» Задание A
Определите, согласуются ли с фрагментом три утверждения: (i) в России до недавнего времени идея ценности отдельной личности не прививалась в общественном сознании; (ii) ипостаси личности полностью зависят друг от друга; (iii) решающая роль в восстановлении утраченной целостности принадлежит государству. Для каждого ответьте «да» или «нет» и приведите дословно решающие слова фрагмента.

» Фрагмент

* * *

Одним из важных аспектов предполагаемого исследования состоит в организации огромной, существующей по данной тематике базы данных, их классификации, систематизации и введения в научный оборот, а также определении тенденций религиозного развития русской интеллигенции на протяжении длительного времени.

Результаты и научно-теоретическая новизна исследования

  1. Показана нарастающая актуализация идеи самоидентификации. На современном этапе в нашем все более атомизирующемся обществе идея идентичности и производной от нее самоидентификации приобретает небывалую остроту. Практически в России до самого последнего времени идея ценности отдельной личности не прививалась в общественном сознании. Устанавливающейся, новой, дифференцированной структуре мира должна соответствовать и новая, по-иному структурированная человеческая личность. Она становится совокупностью обособленных ролей, распадается на множество специализированных личин, ипостасей. Ипостаси живут относительно самостоятельной жизнью. Выигрыш - многократно возросшие гибкость и эффективность деятельности, богатство и полнота жизни. Но отсюда же и главная культурная проблема - восстановление утраченной целостности картины мира и самой личности, в которой решающая роль принадлежит именно интеллигенции.

* * *

» Исходные данные
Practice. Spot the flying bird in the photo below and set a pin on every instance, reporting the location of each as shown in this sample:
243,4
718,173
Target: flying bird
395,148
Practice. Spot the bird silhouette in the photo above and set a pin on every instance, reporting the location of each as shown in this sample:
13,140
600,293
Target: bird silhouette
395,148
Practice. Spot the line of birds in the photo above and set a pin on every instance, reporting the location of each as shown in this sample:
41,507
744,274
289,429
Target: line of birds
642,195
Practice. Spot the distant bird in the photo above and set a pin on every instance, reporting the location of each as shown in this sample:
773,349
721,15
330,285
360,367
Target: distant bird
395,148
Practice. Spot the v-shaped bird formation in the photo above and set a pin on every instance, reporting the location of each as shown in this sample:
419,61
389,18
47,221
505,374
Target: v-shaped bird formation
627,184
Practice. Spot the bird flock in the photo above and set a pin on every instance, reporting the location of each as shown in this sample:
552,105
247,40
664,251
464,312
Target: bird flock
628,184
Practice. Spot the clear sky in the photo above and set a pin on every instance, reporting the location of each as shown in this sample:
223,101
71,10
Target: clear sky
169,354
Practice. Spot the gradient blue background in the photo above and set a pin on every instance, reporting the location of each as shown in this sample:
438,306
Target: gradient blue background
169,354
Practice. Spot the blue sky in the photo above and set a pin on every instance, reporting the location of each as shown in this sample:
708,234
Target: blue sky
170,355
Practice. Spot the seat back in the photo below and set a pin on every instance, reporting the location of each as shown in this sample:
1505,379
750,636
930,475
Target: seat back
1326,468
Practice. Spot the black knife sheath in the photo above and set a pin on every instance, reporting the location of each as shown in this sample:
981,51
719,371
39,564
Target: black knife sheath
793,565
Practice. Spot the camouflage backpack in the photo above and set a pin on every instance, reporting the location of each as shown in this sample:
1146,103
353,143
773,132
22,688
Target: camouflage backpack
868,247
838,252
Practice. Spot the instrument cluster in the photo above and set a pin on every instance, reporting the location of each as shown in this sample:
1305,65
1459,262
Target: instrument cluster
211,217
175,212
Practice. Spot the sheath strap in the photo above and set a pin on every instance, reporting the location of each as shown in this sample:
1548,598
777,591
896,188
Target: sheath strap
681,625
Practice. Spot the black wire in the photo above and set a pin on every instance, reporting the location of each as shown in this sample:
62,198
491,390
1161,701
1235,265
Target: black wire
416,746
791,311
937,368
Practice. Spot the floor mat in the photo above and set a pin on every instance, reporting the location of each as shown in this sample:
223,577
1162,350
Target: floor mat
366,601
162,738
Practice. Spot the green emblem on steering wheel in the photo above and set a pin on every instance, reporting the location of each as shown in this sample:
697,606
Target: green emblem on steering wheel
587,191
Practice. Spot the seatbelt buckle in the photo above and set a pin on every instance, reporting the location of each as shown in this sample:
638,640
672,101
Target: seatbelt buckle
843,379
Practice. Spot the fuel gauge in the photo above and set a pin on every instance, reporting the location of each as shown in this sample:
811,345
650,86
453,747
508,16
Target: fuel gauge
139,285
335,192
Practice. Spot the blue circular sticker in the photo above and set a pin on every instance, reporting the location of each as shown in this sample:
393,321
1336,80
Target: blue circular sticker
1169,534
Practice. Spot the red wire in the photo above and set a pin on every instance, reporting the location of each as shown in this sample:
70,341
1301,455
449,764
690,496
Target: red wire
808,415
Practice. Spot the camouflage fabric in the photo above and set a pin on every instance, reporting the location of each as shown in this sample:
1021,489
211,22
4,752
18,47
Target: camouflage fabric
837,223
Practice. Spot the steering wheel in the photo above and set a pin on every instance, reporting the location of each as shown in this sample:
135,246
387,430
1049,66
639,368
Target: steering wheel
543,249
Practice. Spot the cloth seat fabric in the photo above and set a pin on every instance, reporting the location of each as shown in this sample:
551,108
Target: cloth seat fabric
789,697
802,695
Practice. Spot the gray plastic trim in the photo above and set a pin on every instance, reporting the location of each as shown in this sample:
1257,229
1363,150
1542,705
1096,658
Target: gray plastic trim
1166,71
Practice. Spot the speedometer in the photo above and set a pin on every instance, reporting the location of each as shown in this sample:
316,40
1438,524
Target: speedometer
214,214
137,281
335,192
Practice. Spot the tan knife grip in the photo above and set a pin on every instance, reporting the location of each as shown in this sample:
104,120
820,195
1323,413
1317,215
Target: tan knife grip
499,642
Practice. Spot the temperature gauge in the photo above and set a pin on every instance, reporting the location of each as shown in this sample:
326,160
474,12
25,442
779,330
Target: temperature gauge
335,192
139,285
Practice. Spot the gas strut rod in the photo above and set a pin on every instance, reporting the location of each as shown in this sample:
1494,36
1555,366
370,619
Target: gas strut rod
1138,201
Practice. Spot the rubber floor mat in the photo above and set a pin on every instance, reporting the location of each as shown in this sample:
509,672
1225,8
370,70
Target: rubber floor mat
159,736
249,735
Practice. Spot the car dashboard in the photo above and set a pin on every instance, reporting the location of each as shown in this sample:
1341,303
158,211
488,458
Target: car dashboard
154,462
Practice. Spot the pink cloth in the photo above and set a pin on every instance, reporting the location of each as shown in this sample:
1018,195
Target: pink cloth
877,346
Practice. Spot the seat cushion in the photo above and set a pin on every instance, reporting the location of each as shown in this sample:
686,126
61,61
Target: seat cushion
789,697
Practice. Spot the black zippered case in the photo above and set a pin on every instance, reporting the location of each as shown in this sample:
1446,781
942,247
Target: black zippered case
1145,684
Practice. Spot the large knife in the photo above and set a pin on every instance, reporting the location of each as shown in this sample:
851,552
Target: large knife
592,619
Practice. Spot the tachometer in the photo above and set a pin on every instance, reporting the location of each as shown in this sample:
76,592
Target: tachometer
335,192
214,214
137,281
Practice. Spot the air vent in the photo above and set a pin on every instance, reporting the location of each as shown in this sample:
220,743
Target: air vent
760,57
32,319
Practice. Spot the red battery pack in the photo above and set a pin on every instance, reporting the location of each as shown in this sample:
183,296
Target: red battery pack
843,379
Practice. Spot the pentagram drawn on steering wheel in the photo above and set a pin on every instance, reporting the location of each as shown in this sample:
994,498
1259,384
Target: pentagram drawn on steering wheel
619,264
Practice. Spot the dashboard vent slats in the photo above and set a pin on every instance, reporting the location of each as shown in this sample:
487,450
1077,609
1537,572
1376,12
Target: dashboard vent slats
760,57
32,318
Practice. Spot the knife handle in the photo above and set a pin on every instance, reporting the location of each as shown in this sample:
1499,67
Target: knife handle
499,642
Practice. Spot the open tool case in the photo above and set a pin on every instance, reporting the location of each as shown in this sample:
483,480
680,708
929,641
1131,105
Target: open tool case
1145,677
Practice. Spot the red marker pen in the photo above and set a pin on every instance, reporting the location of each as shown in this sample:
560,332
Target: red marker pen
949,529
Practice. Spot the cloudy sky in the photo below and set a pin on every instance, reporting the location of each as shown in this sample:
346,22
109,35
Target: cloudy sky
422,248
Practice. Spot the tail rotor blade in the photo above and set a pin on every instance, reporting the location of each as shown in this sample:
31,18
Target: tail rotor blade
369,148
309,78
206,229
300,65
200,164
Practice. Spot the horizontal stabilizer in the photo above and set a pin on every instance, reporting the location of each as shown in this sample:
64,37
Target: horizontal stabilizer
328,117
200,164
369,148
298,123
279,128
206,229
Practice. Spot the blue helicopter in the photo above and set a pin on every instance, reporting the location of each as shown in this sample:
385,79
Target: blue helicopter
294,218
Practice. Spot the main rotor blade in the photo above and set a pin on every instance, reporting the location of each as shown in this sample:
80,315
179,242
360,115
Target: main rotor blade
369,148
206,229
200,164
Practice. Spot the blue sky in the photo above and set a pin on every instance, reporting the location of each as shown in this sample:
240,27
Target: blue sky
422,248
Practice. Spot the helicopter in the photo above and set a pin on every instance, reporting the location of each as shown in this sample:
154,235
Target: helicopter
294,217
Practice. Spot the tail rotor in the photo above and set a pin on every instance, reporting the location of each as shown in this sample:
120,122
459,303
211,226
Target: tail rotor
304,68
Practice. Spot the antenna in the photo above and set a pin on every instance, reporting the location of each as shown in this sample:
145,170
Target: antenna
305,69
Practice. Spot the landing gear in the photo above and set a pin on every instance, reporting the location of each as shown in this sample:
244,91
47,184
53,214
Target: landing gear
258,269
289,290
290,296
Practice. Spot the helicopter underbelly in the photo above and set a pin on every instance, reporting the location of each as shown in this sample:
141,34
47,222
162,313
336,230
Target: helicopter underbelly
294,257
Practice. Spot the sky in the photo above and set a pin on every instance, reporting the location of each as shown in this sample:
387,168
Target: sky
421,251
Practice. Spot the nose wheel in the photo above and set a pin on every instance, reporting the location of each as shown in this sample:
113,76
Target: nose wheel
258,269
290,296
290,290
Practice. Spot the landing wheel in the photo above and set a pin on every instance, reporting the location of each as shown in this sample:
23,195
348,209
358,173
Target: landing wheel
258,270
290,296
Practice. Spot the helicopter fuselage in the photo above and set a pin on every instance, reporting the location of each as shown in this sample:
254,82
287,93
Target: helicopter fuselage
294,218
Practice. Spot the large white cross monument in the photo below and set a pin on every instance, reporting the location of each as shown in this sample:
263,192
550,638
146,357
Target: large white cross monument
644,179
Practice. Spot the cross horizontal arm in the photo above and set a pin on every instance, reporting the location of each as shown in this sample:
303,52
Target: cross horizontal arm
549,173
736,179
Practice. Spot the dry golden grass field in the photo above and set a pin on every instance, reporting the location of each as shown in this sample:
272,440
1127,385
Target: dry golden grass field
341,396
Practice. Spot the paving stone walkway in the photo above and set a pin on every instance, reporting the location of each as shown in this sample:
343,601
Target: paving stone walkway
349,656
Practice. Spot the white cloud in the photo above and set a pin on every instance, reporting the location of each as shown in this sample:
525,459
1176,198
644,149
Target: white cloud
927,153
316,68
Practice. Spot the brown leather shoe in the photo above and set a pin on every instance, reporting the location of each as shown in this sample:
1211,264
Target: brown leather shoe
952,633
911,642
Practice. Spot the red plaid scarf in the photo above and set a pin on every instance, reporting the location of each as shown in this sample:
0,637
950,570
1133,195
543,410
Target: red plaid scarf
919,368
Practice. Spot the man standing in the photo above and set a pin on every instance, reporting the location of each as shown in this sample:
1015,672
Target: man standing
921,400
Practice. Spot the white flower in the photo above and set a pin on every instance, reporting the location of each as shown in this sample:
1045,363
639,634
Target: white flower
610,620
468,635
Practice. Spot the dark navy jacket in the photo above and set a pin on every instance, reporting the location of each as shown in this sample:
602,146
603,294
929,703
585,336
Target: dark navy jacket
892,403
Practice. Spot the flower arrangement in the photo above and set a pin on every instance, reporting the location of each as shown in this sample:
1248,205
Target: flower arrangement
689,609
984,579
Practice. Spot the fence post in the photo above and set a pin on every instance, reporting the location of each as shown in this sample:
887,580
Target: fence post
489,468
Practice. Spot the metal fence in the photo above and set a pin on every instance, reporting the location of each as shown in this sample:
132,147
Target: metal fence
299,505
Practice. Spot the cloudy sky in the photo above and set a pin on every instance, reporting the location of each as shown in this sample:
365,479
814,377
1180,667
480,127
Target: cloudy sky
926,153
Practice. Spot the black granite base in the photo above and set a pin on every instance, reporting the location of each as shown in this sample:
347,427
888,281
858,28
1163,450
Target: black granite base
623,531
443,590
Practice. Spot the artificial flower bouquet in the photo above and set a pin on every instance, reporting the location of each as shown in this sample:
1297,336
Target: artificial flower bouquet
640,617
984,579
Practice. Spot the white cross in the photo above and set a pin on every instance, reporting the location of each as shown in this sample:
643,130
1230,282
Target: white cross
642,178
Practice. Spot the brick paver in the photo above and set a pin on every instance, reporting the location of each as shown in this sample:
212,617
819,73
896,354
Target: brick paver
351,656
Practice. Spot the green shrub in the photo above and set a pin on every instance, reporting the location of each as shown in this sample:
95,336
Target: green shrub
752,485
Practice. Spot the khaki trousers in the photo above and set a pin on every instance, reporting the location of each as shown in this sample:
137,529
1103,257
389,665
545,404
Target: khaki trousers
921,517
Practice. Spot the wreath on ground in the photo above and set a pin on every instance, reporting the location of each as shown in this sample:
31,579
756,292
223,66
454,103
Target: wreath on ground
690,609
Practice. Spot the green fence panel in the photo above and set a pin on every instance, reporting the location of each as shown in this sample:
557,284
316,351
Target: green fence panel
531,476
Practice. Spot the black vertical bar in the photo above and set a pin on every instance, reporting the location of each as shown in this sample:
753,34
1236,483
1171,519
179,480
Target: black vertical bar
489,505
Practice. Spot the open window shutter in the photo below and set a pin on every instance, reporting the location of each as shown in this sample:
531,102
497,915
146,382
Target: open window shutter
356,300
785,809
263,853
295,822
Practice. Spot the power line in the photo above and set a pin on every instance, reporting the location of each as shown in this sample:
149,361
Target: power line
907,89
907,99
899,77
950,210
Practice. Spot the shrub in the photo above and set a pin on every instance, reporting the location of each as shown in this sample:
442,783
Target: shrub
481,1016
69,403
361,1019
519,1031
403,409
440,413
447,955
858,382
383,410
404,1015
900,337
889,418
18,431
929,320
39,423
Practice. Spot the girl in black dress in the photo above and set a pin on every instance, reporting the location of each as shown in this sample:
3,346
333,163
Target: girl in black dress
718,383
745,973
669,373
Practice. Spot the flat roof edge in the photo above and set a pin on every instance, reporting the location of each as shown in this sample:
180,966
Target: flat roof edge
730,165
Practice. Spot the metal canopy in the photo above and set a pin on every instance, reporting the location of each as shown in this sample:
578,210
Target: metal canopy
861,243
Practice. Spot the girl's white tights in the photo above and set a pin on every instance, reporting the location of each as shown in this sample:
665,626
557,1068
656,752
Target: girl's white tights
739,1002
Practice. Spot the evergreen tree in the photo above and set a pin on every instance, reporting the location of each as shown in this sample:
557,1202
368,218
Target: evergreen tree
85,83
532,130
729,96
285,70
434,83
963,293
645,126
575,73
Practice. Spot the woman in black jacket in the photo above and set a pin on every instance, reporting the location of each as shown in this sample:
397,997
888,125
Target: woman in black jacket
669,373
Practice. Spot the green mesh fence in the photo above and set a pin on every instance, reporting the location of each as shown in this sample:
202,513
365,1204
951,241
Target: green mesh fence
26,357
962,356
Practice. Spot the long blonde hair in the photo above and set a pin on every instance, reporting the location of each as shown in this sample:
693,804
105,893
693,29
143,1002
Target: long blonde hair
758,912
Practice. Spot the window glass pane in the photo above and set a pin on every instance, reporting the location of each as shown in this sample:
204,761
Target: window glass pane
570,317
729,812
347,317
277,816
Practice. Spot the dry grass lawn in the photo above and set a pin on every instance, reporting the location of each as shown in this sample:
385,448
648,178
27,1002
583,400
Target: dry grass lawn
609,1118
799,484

* * *

» Задание B
Перепишите без изменений строки записей, начиная со строки, содержащей «Practice. Spot the dry grass», и до конца записей включительно.

» Ответ A
(i) Да: «Практически в России до самого последнего времени идея ценности отдельной личности не прививалась в общественном сознании».
(ii) Нет: «Ипостаси живут относительно самостоятельной жизнью».
(iii) Нет: «в которой решающая роль принадлежит именно интеллигенции».

» Ответ B
Practice. Spot the dry grass lawn in the photo above and set a pin on every instance, reporting the location of each as shown in this sample:
385,448
648,178
27,1002
583,400
Target: dry grass lawn
609,1118
799,484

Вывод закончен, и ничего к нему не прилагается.